▶ Exercise aim:
Report each line of the entries that includes "chimney" by copying it.

START Dataset entries

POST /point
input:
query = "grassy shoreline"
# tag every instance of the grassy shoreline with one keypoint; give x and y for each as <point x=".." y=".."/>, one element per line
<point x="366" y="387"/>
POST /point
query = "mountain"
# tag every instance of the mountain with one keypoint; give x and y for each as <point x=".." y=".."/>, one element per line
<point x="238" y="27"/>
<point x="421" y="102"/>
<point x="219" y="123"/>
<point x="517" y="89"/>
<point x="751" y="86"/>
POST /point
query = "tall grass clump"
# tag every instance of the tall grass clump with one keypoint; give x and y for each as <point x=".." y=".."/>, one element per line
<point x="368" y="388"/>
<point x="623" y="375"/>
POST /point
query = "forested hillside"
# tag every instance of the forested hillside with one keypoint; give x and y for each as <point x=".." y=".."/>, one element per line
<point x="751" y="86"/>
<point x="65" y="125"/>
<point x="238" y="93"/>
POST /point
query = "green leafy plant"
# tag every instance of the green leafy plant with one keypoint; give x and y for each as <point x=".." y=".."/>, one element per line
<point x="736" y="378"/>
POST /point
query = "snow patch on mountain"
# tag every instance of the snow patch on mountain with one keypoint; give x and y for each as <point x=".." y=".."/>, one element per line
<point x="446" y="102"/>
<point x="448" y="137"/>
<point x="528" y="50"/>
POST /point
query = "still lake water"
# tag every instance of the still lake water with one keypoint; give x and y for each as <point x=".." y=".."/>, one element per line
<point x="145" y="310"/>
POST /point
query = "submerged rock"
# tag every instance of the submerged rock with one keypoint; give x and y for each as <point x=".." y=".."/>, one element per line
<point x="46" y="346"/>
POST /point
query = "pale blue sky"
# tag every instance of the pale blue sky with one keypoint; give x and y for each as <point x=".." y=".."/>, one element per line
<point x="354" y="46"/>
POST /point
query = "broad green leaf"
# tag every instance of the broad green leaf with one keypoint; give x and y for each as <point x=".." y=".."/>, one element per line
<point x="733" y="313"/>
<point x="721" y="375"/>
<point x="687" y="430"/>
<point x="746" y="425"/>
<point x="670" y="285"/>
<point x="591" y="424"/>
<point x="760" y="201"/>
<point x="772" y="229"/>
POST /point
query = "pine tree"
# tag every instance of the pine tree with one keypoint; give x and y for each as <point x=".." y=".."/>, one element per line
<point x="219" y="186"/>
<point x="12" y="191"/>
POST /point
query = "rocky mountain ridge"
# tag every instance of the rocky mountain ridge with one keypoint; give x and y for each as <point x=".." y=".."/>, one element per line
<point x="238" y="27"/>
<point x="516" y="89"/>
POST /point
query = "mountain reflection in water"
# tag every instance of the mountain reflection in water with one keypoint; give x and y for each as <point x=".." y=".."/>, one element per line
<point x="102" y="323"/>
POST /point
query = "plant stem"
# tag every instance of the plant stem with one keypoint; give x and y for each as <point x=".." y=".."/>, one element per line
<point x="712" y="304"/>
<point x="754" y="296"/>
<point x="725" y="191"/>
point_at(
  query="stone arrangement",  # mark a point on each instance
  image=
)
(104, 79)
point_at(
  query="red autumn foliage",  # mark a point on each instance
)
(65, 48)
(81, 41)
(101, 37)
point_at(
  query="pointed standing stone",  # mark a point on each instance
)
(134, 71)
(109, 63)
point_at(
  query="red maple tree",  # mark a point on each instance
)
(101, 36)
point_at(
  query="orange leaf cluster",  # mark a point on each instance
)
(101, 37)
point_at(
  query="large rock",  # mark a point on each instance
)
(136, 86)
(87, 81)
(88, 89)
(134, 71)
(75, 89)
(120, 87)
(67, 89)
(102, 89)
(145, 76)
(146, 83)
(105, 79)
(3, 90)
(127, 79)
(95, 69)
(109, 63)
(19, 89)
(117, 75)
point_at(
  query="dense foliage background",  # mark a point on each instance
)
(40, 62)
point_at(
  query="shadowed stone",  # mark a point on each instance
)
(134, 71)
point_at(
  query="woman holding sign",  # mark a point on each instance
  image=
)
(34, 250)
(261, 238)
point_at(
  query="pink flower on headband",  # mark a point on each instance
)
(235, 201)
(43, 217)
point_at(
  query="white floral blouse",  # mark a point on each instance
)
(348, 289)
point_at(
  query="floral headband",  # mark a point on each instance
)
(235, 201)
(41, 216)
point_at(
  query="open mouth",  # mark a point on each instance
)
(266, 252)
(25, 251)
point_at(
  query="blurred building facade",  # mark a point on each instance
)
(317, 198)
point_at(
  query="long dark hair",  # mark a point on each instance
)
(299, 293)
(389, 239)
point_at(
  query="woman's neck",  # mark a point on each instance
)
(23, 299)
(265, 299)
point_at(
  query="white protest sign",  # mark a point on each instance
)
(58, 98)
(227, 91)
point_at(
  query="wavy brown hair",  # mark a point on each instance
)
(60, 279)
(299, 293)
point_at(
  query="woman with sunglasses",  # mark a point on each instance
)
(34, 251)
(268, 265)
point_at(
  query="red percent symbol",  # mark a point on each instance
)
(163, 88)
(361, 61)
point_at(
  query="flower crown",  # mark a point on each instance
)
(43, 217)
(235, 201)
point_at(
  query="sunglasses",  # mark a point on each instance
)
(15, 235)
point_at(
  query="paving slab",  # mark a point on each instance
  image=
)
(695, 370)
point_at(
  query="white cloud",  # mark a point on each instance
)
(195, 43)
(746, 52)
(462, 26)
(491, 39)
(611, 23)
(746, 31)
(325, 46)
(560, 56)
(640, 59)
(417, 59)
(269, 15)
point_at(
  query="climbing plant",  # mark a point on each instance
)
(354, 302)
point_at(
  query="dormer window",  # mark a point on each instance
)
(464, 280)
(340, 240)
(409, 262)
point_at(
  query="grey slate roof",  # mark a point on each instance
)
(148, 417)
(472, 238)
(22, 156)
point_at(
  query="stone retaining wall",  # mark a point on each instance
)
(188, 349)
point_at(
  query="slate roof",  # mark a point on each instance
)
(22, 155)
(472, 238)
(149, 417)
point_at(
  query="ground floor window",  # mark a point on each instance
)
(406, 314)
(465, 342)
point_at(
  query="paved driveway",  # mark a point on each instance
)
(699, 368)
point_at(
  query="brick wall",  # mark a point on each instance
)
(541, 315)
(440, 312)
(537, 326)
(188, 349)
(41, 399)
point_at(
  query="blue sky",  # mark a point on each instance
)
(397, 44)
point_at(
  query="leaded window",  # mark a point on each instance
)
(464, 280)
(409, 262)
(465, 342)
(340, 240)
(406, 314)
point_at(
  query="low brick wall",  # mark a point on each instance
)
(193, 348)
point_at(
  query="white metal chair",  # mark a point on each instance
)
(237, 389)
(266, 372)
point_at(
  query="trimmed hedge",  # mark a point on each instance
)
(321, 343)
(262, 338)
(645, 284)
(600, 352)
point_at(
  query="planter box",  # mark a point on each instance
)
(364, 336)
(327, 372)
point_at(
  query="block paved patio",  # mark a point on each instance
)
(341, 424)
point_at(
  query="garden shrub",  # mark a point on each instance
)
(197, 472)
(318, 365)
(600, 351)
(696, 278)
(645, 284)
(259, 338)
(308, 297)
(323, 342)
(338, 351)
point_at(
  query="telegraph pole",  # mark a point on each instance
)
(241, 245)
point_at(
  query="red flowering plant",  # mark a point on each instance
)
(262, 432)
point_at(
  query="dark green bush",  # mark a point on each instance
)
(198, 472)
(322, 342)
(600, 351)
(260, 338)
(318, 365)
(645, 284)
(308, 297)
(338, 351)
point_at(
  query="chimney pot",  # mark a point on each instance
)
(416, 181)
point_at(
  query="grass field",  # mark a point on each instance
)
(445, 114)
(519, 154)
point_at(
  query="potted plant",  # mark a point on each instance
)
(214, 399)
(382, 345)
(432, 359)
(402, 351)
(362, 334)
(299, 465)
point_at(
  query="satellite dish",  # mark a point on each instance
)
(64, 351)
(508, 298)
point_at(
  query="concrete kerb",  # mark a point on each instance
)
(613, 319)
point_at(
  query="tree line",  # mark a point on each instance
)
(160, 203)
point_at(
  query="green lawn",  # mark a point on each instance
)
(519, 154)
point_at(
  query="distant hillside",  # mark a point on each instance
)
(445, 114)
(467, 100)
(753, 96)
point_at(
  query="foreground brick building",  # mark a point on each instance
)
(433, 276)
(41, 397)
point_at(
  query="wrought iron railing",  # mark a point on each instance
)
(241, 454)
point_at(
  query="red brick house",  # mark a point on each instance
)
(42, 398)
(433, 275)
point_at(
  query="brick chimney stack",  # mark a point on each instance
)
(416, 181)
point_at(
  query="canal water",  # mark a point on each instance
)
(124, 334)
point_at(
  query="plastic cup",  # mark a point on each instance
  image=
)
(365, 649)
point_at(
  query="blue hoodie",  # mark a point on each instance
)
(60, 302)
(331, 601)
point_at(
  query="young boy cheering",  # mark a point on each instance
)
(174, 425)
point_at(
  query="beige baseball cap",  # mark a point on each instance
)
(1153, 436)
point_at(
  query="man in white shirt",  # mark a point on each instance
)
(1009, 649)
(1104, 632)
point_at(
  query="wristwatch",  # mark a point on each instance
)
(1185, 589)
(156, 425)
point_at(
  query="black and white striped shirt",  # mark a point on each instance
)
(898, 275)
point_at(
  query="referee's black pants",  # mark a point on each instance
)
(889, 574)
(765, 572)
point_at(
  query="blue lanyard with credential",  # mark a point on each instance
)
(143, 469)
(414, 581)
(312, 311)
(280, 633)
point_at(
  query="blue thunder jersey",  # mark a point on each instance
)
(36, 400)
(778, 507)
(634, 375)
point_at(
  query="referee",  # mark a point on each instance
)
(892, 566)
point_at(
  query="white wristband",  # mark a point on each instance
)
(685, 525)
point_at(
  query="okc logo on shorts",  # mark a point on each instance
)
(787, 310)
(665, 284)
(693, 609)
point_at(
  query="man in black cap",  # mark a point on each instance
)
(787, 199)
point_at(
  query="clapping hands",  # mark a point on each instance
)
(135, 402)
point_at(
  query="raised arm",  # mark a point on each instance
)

END Dataset entries

▶ Solution for this exercise:
  query="chimney pot",  # mark a point on each instance
  query="brick chimney stack",  # mark a point on each instance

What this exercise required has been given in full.